### Assignment 1
Answer these questions using the passage on mud products.
(a) What do cosmetic mud products usually contain?
(b) Who should probably avoid mud masks?
(c) Where does the mud reputed to help with psoriasis come from?
### Assignment 2
Copy out the part of the passage on mud products that opens with the words "Many mud products" and closes with "the mud baths.".
### Assignment 3
Summarize the passage on mud products in two sentences.

Mud, mud, mud. That's all I've been hearing about lately. Friends are going to mud baths at very expensive spas, and beauty counters are filled with mud soaps, mud masks, mud creams. Mud is supposed to cure everything from psoriasis to acne. What is this mud craze all about? Are there health benefits to some of these products?
Mud certainly is all the rage these days. Without reading the actual ingredients on the mud-based beauty products you mentioned -- the masks and creams -- I can't even begin to tell you if they work. I'm sure they feel good when you put them on, and I imagine the results are in the eye of the beholder. I can tell you that cosmetic mud products usually contain clays, minerals, and an astringent, such as alcohol -- all of these absorb oils from the skin, so people with dry skin should probably avoid mud masks.
Many mud products claim to draw impurities out of the skin -- I know of no research that confirms this, but other medicinal effects have some scientific foundation. There is a long tradition of using mud and clay to heal skin problems. Mud can help take the pain out of burns and bee stings (bears roll around in it when they're stung), and when wet clay dries on the skin, it can draw out heat and reduce inflammation. The mud from the Dead Sea in Israel is reputed to have therapeutic effects for diseases like psoriasis. People travel there from all over the world for the mud baths.

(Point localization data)
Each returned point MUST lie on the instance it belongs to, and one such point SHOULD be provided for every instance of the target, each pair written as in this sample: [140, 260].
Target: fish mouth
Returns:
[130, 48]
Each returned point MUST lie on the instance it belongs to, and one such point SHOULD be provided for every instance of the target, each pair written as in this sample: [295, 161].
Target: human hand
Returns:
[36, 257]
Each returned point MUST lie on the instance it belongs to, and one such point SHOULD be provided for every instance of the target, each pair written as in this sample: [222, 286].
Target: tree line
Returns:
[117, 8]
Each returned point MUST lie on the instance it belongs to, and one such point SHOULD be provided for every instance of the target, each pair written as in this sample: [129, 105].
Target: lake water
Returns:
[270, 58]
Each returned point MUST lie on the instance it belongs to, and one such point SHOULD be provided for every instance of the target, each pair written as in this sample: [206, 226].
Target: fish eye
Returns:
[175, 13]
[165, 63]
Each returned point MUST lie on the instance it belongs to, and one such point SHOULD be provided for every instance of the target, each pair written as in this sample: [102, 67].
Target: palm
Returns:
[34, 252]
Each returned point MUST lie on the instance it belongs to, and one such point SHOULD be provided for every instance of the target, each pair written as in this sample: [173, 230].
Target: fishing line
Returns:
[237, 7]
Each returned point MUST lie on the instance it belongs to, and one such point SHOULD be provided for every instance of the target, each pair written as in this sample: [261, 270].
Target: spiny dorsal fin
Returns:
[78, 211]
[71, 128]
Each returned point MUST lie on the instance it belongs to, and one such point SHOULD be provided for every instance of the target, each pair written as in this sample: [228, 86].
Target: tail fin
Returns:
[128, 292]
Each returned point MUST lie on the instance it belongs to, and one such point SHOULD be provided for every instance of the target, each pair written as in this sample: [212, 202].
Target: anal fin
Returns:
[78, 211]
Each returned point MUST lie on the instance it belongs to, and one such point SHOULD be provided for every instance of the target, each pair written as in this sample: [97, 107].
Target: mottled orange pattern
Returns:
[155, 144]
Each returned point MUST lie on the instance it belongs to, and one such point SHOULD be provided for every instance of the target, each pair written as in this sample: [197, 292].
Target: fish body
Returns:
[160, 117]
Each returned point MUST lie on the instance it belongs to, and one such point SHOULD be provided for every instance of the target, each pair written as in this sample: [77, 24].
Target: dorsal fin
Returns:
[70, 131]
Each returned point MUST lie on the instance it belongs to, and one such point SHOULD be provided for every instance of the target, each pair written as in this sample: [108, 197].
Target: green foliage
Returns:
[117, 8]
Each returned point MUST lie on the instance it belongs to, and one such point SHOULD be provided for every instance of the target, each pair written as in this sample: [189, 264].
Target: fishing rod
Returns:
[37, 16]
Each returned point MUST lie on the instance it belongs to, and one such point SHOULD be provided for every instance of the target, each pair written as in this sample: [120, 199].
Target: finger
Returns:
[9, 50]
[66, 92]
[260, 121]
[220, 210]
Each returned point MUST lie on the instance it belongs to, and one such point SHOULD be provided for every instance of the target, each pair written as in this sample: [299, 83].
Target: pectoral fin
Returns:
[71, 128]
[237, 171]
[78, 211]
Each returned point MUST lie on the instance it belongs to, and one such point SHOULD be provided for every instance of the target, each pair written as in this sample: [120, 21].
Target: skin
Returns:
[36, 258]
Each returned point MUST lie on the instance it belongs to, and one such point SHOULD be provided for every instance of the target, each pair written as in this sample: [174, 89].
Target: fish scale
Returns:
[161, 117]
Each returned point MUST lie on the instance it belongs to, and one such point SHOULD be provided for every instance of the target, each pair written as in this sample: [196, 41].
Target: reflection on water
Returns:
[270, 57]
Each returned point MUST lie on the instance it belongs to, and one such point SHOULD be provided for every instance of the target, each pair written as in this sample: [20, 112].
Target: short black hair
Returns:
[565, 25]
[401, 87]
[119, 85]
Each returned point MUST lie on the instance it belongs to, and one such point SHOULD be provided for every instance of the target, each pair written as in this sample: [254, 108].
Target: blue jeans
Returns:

### Response area 1
(a) Clays, minerals, and an astringent, such as alcohol.
(b) People with dry skin.
(c) The Dead Sea in Israel.

### Response area 2
Many mud products claim to draw impurities out of the skin -- I know of no research that confirms this, but other medicinal effects have some scientific foundation. There is a long tradition of using mud and clay to heal skin problems. Mud can help take the pain out of burns and bee stings (bears roll around in it when they're stung), and when wet clay dries on the skin, it can draw out heat and reduce inflammation. The mud from the Dead Sea in Israel is reputed to have therapeutic effects for diseases like psoriasis. People travel there from all over the world for the mud baths.

### Response area 3
Cosmetic mud products usually contain clays, minerals, and an astringent that absorb oils from the skin, so people with dry skin should probably avoid mud masks. The writer knows of no research confirming that mud draws impurities out of the skin, but mud has a long tradition of healing skin problems and can ease burns, bee stings, and inflammation.